## [WHAT IS REQUIRED]
Since pictures are not wanted, repeat only the text of the records, word for word.

## [RECORDS]
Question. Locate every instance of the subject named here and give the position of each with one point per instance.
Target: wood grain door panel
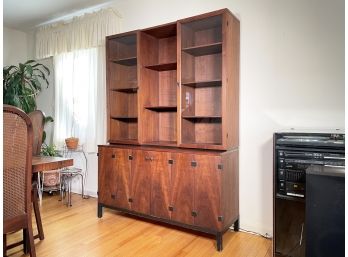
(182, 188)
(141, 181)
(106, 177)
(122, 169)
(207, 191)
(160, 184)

## [EXERCISE SOLUTION]
Question. Locate every instance of the subject named here and give the position of each with one point per instance.
Target: wood grain door panel
(182, 188)
(141, 181)
(106, 177)
(122, 169)
(207, 191)
(160, 184)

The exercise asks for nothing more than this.